__PROBLEM TO WORK ON__
Scale the material between the lines holding "One point per instance, written like point(449, 92)" and "point(20, 276)", inclusive. Reproduce every line, requests included, with only the coordinates in the answer points multiplied by 2.2 and rounded to whole numbers (halves up). Leave the requests and their sample points unchanged, and omit the pictures.

[Rows from a pointing dataset]
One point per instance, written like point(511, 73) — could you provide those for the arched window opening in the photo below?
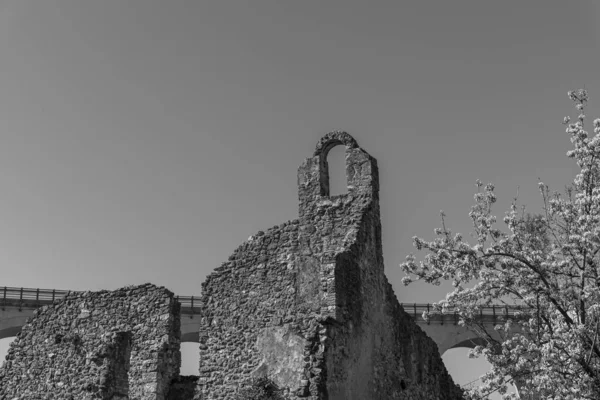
point(336, 161)
point(4, 343)
point(190, 358)
point(466, 371)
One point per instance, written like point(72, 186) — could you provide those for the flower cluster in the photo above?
point(548, 265)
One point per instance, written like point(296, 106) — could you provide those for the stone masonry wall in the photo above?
point(307, 303)
point(114, 345)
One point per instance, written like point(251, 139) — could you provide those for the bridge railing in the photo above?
point(32, 297)
point(492, 314)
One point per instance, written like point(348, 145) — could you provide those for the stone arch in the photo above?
point(324, 146)
point(333, 139)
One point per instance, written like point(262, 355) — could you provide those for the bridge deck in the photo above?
point(33, 298)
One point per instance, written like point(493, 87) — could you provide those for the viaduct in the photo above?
point(18, 304)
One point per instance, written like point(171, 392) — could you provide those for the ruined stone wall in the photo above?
point(121, 344)
point(307, 302)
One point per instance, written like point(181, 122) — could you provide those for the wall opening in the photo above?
point(4, 343)
point(336, 160)
point(190, 358)
point(465, 371)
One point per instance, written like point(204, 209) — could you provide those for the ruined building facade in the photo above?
point(305, 303)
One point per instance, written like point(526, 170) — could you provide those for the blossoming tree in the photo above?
point(547, 265)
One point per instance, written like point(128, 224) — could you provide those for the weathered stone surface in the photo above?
point(307, 302)
point(183, 388)
point(114, 345)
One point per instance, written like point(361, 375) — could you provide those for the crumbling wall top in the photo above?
point(333, 139)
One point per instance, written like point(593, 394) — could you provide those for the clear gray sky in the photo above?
point(144, 140)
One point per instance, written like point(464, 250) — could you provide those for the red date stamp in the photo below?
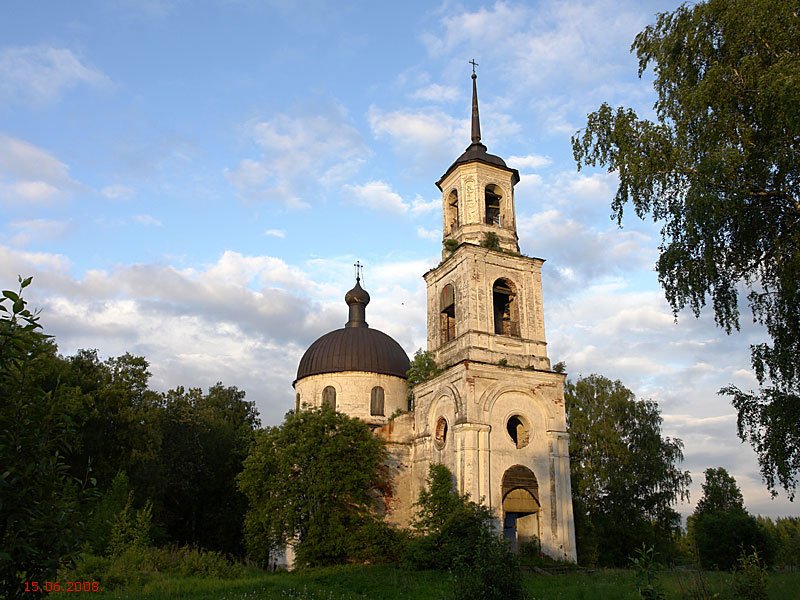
point(62, 587)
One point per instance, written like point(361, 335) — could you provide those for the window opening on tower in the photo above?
point(329, 396)
point(447, 314)
point(376, 402)
point(506, 311)
point(452, 211)
point(492, 197)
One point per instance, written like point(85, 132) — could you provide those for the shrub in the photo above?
point(750, 578)
point(458, 535)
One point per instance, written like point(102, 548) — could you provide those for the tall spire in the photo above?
point(357, 299)
point(476, 119)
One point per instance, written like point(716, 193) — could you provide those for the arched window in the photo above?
point(452, 211)
point(518, 431)
point(506, 311)
point(447, 313)
point(440, 433)
point(493, 197)
point(376, 401)
point(329, 397)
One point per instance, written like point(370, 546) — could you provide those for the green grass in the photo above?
point(393, 583)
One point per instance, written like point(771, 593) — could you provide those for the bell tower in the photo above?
point(484, 298)
point(495, 414)
point(478, 194)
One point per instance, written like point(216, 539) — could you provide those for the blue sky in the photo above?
point(192, 181)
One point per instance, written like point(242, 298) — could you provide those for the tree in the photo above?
point(313, 482)
point(720, 492)
point(457, 535)
point(720, 168)
point(625, 477)
point(40, 502)
point(721, 528)
point(206, 438)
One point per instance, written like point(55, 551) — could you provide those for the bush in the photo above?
point(721, 536)
point(750, 578)
point(458, 535)
point(134, 565)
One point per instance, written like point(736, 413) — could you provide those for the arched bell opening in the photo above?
point(451, 212)
point(492, 196)
point(521, 506)
point(505, 308)
point(447, 314)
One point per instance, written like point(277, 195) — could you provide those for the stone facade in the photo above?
point(495, 416)
point(354, 394)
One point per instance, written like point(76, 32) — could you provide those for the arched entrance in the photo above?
point(520, 506)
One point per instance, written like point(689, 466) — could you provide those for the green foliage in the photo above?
point(422, 368)
point(720, 168)
point(313, 482)
point(784, 535)
point(40, 501)
point(183, 449)
point(457, 535)
point(205, 439)
point(104, 513)
point(720, 526)
point(645, 567)
point(625, 477)
point(134, 566)
point(720, 492)
point(490, 240)
point(750, 578)
point(131, 528)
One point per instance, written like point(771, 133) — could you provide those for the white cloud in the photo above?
point(531, 161)
point(300, 156)
point(117, 192)
point(420, 206)
point(46, 230)
point(376, 195)
point(429, 234)
point(29, 174)
point(436, 93)
point(147, 221)
point(422, 137)
point(40, 75)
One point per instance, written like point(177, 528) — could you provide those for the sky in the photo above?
point(193, 181)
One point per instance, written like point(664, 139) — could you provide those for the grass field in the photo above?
point(392, 583)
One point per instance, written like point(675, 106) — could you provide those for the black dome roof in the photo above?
point(354, 349)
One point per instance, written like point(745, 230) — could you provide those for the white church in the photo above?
point(495, 414)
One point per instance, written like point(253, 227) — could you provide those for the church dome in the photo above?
point(355, 347)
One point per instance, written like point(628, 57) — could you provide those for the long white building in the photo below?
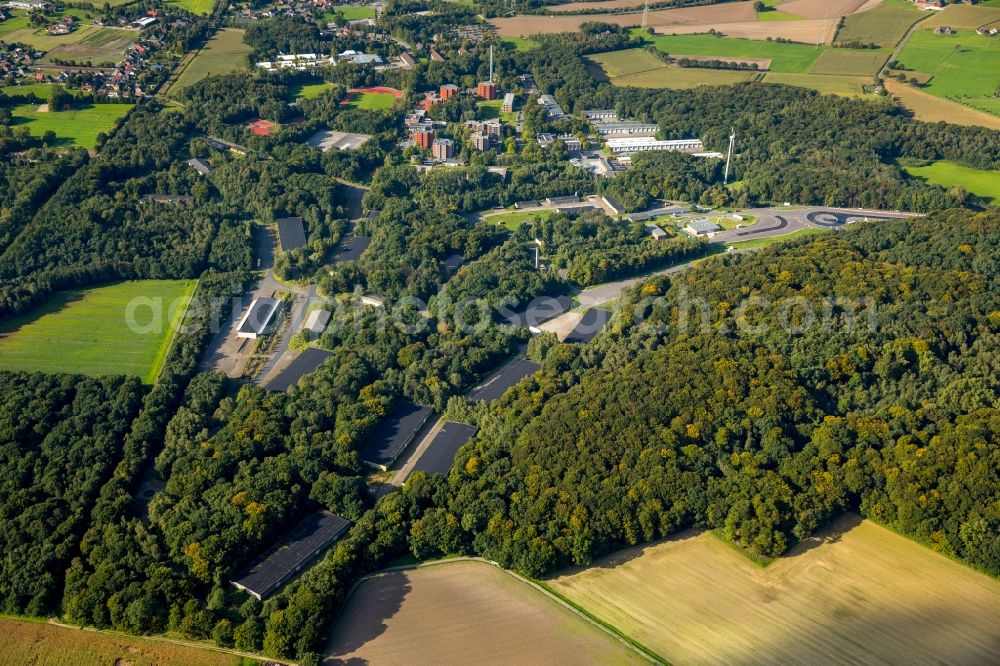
point(640, 144)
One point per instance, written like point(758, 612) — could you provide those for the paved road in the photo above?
point(783, 221)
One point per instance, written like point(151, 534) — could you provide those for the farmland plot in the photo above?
point(857, 592)
point(462, 613)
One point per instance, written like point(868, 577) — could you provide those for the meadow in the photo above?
point(76, 127)
point(885, 24)
point(203, 7)
point(845, 86)
point(965, 67)
point(982, 183)
point(855, 590)
point(850, 62)
point(308, 90)
point(514, 219)
point(463, 612)
point(930, 108)
point(372, 101)
point(793, 58)
point(85, 331)
point(224, 53)
point(43, 644)
point(352, 12)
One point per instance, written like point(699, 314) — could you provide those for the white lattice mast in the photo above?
point(729, 155)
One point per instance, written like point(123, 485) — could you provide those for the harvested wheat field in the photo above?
point(49, 645)
point(821, 8)
point(807, 31)
point(517, 26)
point(857, 593)
point(464, 612)
point(932, 109)
point(609, 5)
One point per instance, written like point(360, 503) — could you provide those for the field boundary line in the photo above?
point(156, 638)
point(608, 629)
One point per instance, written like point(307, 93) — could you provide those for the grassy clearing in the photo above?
point(684, 77)
point(932, 109)
point(965, 67)
point(203, 7)
point(856, 590)
point(794, 58)
point(40, 644)
point(224, 53)
point(86, 332)
point(520, 43)
point(850, 62)
point(982, 183)
point(308, 90)
point(513, 220)
point(415, 611)
point(372, 101)
point(352, 12)
point(845, 86)
point(77, 127)
point(771, 240)
point(884, 24)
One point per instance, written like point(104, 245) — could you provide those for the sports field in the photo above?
point(857, 591)
point(982, 183)
point(464, 612)
point(794, 58)
point(370, 101)
point(87, 331)
point(76, 127)
point(965, 67)
point(224, 53)
point(42, 644)
point(203, 7)
point(885, 24)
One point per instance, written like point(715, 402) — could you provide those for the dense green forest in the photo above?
point(759, 394)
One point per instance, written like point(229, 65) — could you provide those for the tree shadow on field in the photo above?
point(625, 555)
point(830, 533)
point(364, 617)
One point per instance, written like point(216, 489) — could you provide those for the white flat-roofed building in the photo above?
point(258, 318)
point(641, 144)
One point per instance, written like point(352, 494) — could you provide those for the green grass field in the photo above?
point(965, 67)
point(224, 53)
point(793, 58)
point(77, 127)
point(681, 77)
point(982, 183)
point(372, 101)
point(308, 90)
point(514, 219)
point(850, 62)
point(520, 43)
point(845, 86)
point(86, 331)
point(352, 12)
point(764, 242)
point(203, 7)
point(884, 24)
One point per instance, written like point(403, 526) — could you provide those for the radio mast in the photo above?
point(729, 156)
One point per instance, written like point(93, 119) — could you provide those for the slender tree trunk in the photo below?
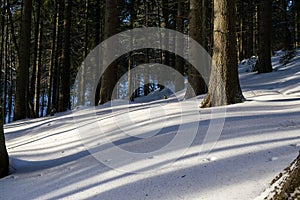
point(56, 71)
point(224, 87)
point(98, 38)
point(81, 95)
point(12, 27)
point(109, 77)
point(4, 161)
point(38, 73)
point(64, 95)
point(3, 47)
point(7, 64)
point(21, 98)
point(51, 70)
point(264, 64)
point(197, 84)
point(35, 60)
point(297, 22)
point(179, 79)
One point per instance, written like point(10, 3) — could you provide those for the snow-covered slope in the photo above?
point(60, 157)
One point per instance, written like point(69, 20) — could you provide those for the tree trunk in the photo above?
point(56, 71)
point(64, 95)
point(109, 77)
point(224, 87)
point(33, 83)
point(38, 73)
point(51, 70)
point(4, 161)
point(197, 84)
point(179, 79)
point(264, 64)
point(21, 99)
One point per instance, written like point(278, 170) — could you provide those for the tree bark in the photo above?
point(64, 101)
point(197, 84)
point(4, 161)
point(179, 79)
point(21, 99)
point(264, 64)
point(109, 77)
point(224, 87)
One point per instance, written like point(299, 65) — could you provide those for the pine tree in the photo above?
point(224, 87)
point(109, 77)
point(22, 81)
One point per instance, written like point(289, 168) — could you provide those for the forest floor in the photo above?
point(118, 152)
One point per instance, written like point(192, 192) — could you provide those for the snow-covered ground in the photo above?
point(160, 149)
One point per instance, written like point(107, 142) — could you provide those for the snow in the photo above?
point(160, 148)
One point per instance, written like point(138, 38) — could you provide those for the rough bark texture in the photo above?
point(224, 87)
point(109, 77)
point(195, 31)
point(64, 103)
point(4, 161)
point(179, 80)
point(265, 26)
point(22, 80)
point(286, 184)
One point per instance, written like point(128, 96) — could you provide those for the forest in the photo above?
point(43, 44)
point(47, 48)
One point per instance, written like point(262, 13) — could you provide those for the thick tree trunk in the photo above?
point(195, 79)
point(224, 87)
point(109, 78)
point(21, 99)
point(265, 26)
point(4, 161)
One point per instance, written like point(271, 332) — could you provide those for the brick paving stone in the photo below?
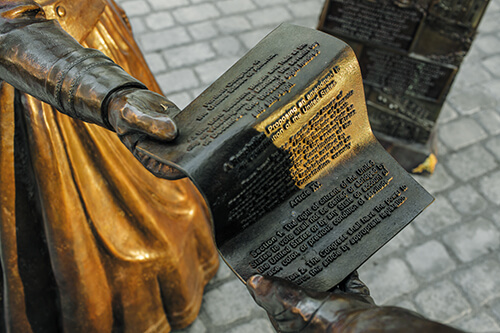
point(196, 13)
point(489, 23)
point(493, 145)
point(231, 24)
point(187, 55)
point(155, 62)
point(135, 8)
point(235, 6)
point(250, 39)
point(443, 302)
point(471, 162)
point(477, 324)
point(304, 8)
point(490, 187)
point(210, 71)
point(163, 39)
point(493, 86)
point(255, 326)
point(467, 200)
point(496, 217)
point(269, 16)
point(439, 181)
point(474, 239)
point(493, 65)
point(430, 260)
point(479, 281)
point(162, 4)
point(490, 120)
point(177, 80)
point(439, 215)
point(470, 74)
point(402, 240)
point(266, 3)
point(495, 308)
point(159, 20)
point(196, 327)
point(223, 310)
point(447, 114)
point(488, 44)
point(203, 30)
point(471, 100)
point(442, 150)
point(181, 99)
point(387, 279)
point(138, 25)
point(461, 133)
point(227, 45)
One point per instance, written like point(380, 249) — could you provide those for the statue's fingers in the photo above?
point(290, 306)
point(154, 124)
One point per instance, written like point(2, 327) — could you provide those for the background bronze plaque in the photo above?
point(281, 148)
point(409, 52)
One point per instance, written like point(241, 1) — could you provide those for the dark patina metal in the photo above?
point(409, 52)
point(281, 148)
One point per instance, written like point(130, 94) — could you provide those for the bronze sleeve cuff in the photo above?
point(81, 81)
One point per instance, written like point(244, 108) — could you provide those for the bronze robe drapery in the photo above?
point(90, 241)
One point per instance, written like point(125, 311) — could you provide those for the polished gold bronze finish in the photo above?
point(90, 240)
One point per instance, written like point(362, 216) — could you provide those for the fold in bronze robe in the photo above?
point(90, 241)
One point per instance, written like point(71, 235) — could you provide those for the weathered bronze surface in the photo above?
point(409, 52)
point(281, 148)
point(90, 241)
point(348, 308)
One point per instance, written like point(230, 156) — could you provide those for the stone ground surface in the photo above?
point(446, 264)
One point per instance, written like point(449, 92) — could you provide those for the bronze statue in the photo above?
point(90, 240)
point(347, 309)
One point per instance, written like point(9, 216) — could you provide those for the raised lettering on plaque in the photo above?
point(281, 148)
point(409, 52)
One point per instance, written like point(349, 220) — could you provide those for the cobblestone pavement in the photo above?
point(445, 265)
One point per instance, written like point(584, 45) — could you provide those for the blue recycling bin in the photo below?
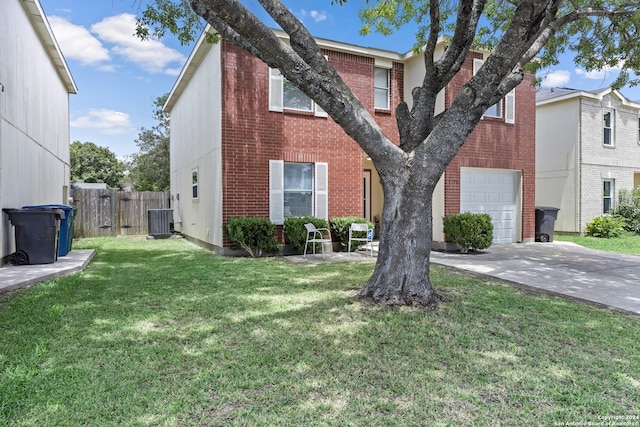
point(65, 239)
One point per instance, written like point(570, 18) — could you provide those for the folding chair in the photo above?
point(316, 235)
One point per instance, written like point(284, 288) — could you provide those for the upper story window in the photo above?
point(194, 183)
point(608, 127)
point(381, 84)
point(607, 195)
point(285, 95)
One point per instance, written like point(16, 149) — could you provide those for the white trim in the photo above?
point(321, 189)
point(612, 127)
point(276, 191)
point(510, 107)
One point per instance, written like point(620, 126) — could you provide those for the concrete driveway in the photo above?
point(561, 267)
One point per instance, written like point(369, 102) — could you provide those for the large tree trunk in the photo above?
point(401, 276)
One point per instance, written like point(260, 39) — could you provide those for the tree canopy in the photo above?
point(94, 164)
point(525, 34)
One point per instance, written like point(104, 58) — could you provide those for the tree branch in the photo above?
point(315, 78)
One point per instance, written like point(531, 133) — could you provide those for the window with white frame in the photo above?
point(285, 95)
point(194, 183)
point(609, 121)
point(381, 84)
point(297, 189)
point(607, 195)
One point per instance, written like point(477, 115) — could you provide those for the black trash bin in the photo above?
point(545, 222)
point(65, 237)
point(36, 233)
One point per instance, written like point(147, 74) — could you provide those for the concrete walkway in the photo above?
point(563, 268)
point(20, 276)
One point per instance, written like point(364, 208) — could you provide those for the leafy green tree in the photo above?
point(92, 163)
point(601, 33)
point(149, 168)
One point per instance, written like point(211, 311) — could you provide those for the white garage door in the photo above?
point(495, 193)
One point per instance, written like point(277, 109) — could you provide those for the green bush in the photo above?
point(629, 209)
point(295, 235)
point(253, 234)
point(340, 228)
point(469, 230)
point(606, 227)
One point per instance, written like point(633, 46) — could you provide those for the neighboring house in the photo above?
point(587, 150)
point(245, 142)
point(35, 84)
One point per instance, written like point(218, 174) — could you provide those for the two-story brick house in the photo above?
point(245, 142)
point(587, 150)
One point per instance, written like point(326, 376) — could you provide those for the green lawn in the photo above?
point(163, 333)
point(626, 244)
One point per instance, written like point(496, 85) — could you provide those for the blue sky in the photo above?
point(119, 76)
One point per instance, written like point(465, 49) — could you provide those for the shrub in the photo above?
point(340, 228)
point(606, 227)
point(255, 235)
point(295, 235)
point(469, 230)
point(629, 209)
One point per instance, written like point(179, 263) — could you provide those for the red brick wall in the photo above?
point(495, 144)
point(252, 135)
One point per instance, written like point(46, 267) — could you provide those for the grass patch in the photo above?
point(164, 333)
point(628, 243)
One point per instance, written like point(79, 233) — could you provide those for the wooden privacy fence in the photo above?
point(112, 213)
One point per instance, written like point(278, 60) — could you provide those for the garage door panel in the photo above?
point(495, 193)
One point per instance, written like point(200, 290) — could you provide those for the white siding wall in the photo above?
point(34, 121)
point(618, 162)
point(196, 136)
point(557, 161)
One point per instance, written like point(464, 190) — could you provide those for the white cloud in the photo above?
point(77, 43)
point(314, 14)
point(556, 78)
point(150, 55)
point(108, 122)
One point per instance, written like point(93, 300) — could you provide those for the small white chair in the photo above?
point(359, 229)
point(316, 235)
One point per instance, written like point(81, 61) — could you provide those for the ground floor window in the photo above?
point(194, 183)
point(297, 189)
point(607, 195)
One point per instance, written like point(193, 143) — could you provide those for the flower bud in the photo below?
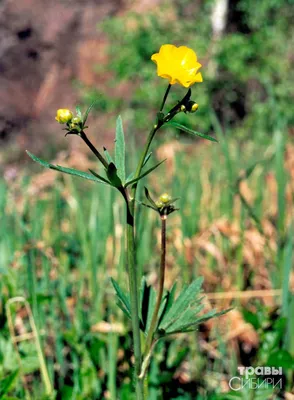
point(75, 123)
point(159, 204)
point(164, 198)
point(192, 106)
point(64, 116)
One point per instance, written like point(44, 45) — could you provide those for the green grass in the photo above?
point(60, 246)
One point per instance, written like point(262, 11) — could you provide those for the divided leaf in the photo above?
point(123, 300)
point(120, 149)
point(191, 131)
point(182, 303)
point(70, 171)
point(144, 174)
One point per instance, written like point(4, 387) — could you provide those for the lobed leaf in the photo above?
point(144, 174)
point(191, 131)
point(70, 171)
point(186, 297)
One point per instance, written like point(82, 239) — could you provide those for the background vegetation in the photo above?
point(61, 240)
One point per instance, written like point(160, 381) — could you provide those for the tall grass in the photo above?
point(60, 246)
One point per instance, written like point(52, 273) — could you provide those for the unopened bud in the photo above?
point(64, 116)
point(192, 106)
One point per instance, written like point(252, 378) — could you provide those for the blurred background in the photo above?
point(235, 224)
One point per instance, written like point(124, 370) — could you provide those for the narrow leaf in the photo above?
point(130, 177)
point(99, 176)
point(191, 131)
point(88, 111)
point(124, 300)
point(6, 383)
point(144, 174)
point(107, 156)
point(112, 176)
point(120, 149)
point(70, 171)
point(79, 112)
point(149, 198)
point(147, 159)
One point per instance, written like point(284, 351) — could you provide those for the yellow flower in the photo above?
point(178, 65)
point(164, 198)
point(63, 116)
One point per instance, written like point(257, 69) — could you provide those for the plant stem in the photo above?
point(165, 97)
point(153, 325)
point(134, 299)
point(131, 260)
point(93, 149)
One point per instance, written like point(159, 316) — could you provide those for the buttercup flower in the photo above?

__RESULT FOR THIS TASK__
One point per instance, written like point(449, 92) — could you provide those for the bronze statue in the photo above?
point(198, 528)
point(763, 680)
One point per instance, written like point(9, 216) — could you provide those for the raised lettering on plaque in the photo above?
point(618, 326)
point(900, 114)
One point per instance, written like point(349, 220) — could you provide those for the cobblestone pavement in the photo above?
point(979, 583)
One point per instance, written like point(584, 45) — could you provide those for the blue recycling bin in the photo below?
point(143, 526)
One point per instance, written like point(570, 18) — could you provide those for the folding chair in the photo above?
point(695, 517)
One point per instance, written like point(284, 288) — could you provide those for the upper story window in the photo above?
point(427, 403)
point(1338, 279)
point(838, 185)
point(1335, 429)
point(627, 209)
One point per instance, written like point(16, 149) — could you provide those for the white trim in the photo above?
point(706, 416)
point(1346, 279)
point(607, 420)
point(1122, 235)
One point per instance, written like point(620, 126) — could you provide those for the concrete driveway in the photo above?
point(1234, 587)
One point per instance, written like point(369, 102) — could you provide those for the large tree trunk in the photo above?
point(882, 607)
One point per instance, written like point(260, 39) — could you provide those for the tree canopy in the photo above?
point(207, 361)
point(1155, 75)
One point per instance, written like point(104, 58) — could you provide those for the tree branch in the photo above?
point(693, 172)
One point per instance, written like point(531, 133) — could you provide those for the window with white frame in the photo above?
point(627, 209)
point(427, 403)
point(1340, 266)
point(838, 185)
point(653, 416)
point(1335, 429)
One point per instance, written like point(477, 115) — could you provide those for the black trash bin in the photo above?
point(1199, 488)
point(143, 521)
point(79, 513)
One point per instance, written like point(147, 74) — could you provide those for the concrete walkway in the photo above?
point(1239, 590)
point(44, 607)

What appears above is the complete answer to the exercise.